### Task set:
[A] According to the Data Masker page, why does Rule 01-0002 disable the triggers on the DMTest database during masking?
[B] List every rule number mentioned in the Data Masker page.
[C] In the Data Masker page, where are the scripts that build and populate the DMTest database?

>> START Excerpted passage

Data Masker 6

Suggested Rules for the DMTest Sample Database

The Data Masker software contains a set of masking rules for the sample DMTest database supplied with the Data Masker software. The scripts to build and populate this database can be found in the SampleDatabase subdirectory. You are encouraged to add your own masking rules to this masking set. The first section of this page discusses the existing rules (as supplied with the installation) and the second part provides some hints of additional rules which might be added. As you read this page you might find it useful to refer to the DMTest database ER diagram.



Masking Rules in the Sample DMTest Masking Set

The Existing Rules

If you wish to explore each rule further, load the masking set into the Data Masker software and double click on the rule with the mouse to launch it into editing mode. You can then explore the rules configuration in detail.

Rule 01-0001

This is a Rule Controller. Notice how the other rules are dependent on it. A Rule Controller defines the database on which the other masking rules will act. If you change the login information in the Rule Controller its rules will operate on the new database. It is up to you to ensure that the Rule Controller points at an appropriate SQL Server instance and database. All other types of masking rule must have a parent Rule Controller and every masking set must contain at least one Rule Controller.

Rule 01-0002

A Trigger Manager Rule on the DMTest database. If update triggers are enabled on the table during masking operations, the effect can be a dramatic slow down in execution speed. In this example it was determined that it was not necessary for the triggers to fire during the masking process as they update history and stats tables which will not be required in the masked test system. Rule 01-0002 disables the triggers and its companion, Trigger Manager Rule 99-0003, will re-enable the triggers again after the masking rules execute.

>> END Excerpted passage
>> START Given data

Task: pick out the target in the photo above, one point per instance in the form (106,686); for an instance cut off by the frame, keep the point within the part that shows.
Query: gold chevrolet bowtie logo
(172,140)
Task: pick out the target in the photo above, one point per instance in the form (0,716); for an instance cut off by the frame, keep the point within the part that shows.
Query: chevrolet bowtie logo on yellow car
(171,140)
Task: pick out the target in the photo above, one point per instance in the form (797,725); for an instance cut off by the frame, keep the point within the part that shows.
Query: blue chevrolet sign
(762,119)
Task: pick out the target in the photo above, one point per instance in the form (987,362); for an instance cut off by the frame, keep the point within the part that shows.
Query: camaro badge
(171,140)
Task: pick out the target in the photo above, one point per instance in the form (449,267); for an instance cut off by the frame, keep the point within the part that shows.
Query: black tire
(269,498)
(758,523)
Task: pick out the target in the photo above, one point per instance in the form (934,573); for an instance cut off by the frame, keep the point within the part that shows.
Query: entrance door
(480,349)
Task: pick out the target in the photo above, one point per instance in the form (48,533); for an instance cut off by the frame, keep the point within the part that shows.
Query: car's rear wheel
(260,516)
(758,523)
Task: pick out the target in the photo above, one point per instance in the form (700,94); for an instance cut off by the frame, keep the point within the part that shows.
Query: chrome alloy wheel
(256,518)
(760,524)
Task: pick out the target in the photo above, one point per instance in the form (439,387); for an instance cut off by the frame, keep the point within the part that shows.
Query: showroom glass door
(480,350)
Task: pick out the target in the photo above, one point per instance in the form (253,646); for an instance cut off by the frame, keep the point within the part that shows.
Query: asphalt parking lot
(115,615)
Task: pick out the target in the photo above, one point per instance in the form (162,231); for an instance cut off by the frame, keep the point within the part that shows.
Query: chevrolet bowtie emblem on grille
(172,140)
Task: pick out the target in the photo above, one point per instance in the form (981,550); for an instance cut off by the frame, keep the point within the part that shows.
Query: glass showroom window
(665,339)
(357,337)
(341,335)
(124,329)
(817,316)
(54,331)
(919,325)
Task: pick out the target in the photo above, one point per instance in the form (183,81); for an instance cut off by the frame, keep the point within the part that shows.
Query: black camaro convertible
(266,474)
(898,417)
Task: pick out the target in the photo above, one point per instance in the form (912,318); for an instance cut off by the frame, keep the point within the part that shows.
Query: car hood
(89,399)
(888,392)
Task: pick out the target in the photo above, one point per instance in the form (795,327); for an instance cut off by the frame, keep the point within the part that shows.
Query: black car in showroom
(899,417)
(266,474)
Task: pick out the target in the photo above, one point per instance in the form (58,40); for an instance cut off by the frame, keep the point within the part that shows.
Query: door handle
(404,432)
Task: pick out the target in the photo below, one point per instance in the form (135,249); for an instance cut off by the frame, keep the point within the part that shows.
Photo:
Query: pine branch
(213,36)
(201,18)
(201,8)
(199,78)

>> END Given data

### Exercise responses:
[A] Update triggers left enabled during masking can dramatically slow execution. In this case the triggers did not need to fire, because they update history and stats tables that the masked test system will not require.

[B] 01-0001, 01-0002, 99-0003

[C] In the SampleDatabase subdirectory.